WHAT IS REQUIRED: Which lines in the records below contain the word "Target"? Pick out each one and copy it in full.

[Location annotation dataset excerpts]
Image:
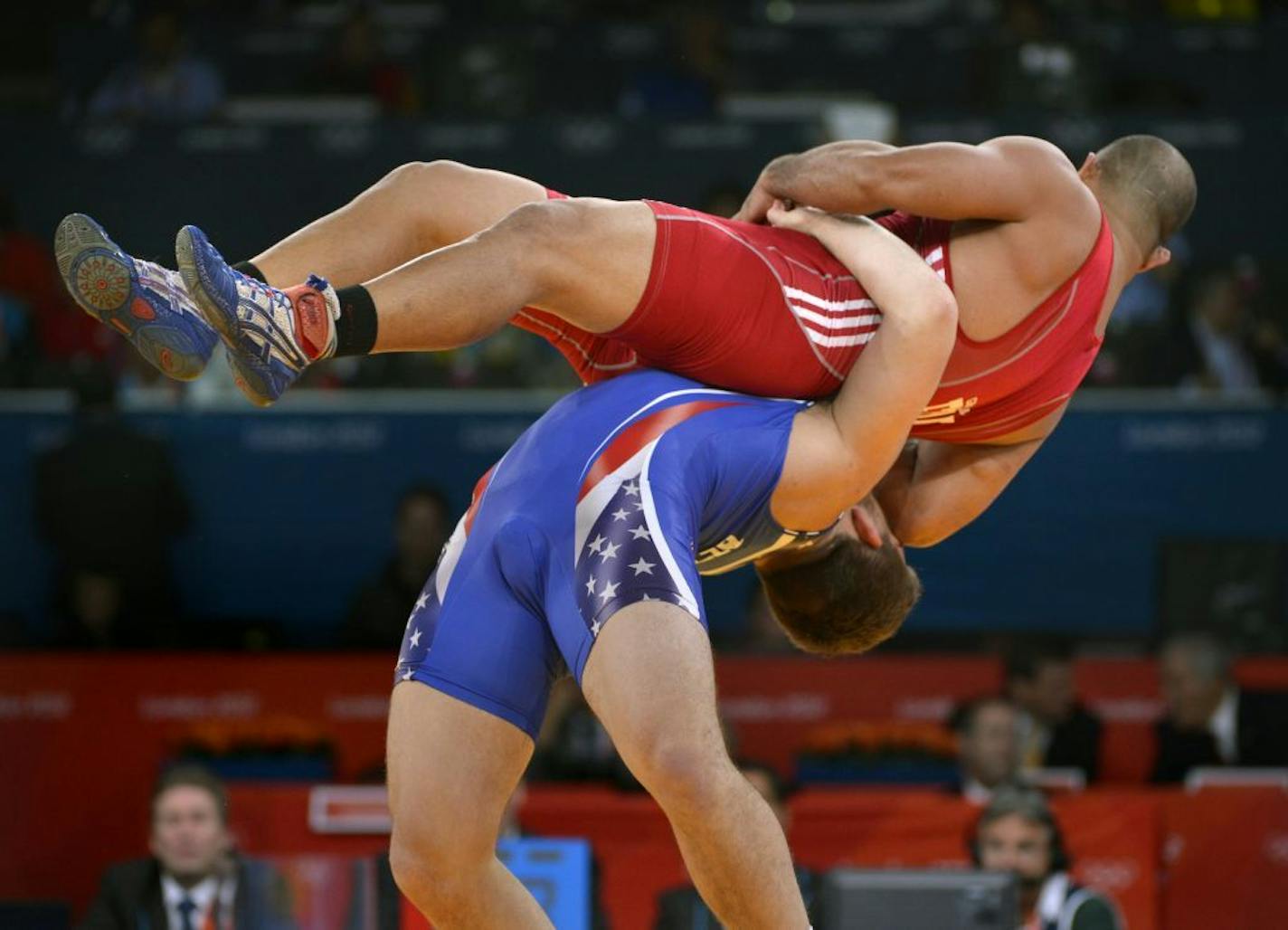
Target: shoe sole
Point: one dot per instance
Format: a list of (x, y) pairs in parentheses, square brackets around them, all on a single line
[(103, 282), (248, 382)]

* * *

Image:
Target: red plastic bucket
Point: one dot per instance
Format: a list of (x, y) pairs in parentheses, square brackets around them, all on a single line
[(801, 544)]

PROBLEM SOLUTION:
Target: shoe sole
Target: red plastic bucket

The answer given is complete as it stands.